A few people have approached me with questions and ideas about my recent frequent flyer miles posts, so I want to cover some of these little nuggets today. Because, again, if you play the game right you really can save a serious amount of money on your travels and have fun sticking it to the airlines and credit card companies in the process. What could be better than that? By the way, I just checked my United Airlines account this morning and discovered that I received my 50,000 bonus miles a few days ago for merely making a small first time purchase on my newly acquired (and soon to be canceled) Chase United Visa card, cha-ching! I love the game, and I love to win.
One issue that has come up has to do with which airlines’ points programs are the easiest or the hardest to work with to actually redeem your miles. This is great question, because if there are more than one or two airlines that would work best for your particular travel needs, then you may as well focus on getting points with the one that makes it the most convenient to actually cash in on a free ticket or upgrade.
The Wall Street Journal recently came out with an article that discusses which airlines are the best and worst for being able to redeem miles. Basically it went over the findings from a study conducted by a consulting firm called IdeaWorks which made over 6,000 booking queries to the websites of 22 different frequent flyer programs from all over the world to help them come to their conclusions. They said the airlines in general are enabling more and more frequent flyer points to be accrued, mostly through third parties like credit card companies, but the general trend is for it to become more difficult to actually redeem those miles. Although I definitely concur with this unpleasant trend, I still say if you do things right there are plenty of free seats and upgrades out there for the taking. And part of doing things right is being armed with the right information.

> Recorded information:
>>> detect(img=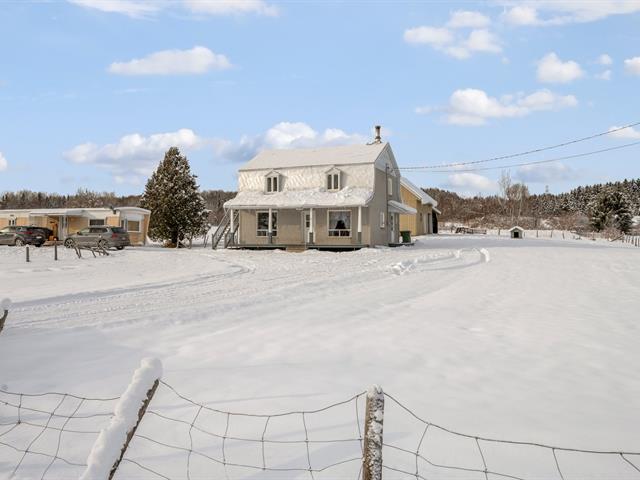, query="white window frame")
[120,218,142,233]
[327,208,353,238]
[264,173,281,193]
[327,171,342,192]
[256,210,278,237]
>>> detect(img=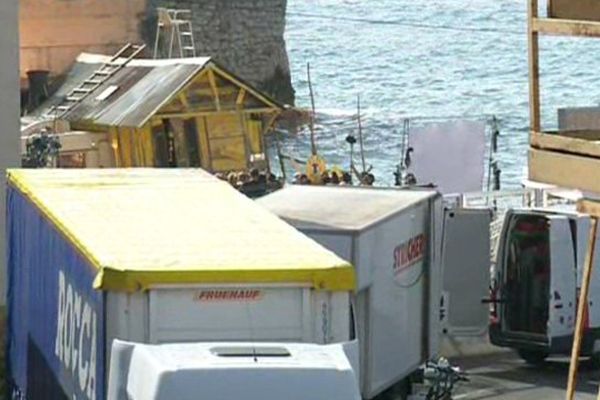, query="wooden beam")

> Set of tasks:
**A)** From the frequent flyer post, extract the passage from "A few people" to "love to win.".
**B)** Summarize the frequent flyer post in two sentences.
**C)** Answer these questions from the frequent flyer post:
(i) How many bonus miles did the writer receive in the United Airlines account?
(ii) What is the name of the consulting firm that conducted the study?
(iii) How many frequent flyer programs' websites did the study query?

> The responses:
**A)**
A few people have approached me with questions and ideas about my recent frequent flyer miles posts, so I want to cover some of these little nuggets today. Because, again, if you play the game right you really can save a serious amount of money on your travels and have fun sticking it to the airlines and credit card companies in the process. What could be better than that? By the way, I just checked my United Airlines account this morning and discovered that I received my 50,000 bonus miles a few days ago for merely making a small first time purchase on my newly acquired (and soon to be canceled) Chase United Visa card, cha-ching! I love the game, and I love to win.

**B)** The writer takes up readers' questions about frequent flyer miles and reports receiving 50,000 bonus miles after a small first purchase on a Chase United Visa card. Because it makes sense to focus on the airline that makes redemption most convenient, the writer points to a Wall Street Journal article on an IdeaWorks study, which found that more miles are being accrued but redeeming them is getting harder, though the writer says free seats and upgrades are still there for those who do things right.

**C)**
(i) 50,000
(ii) IdeaWorks
(iii) 22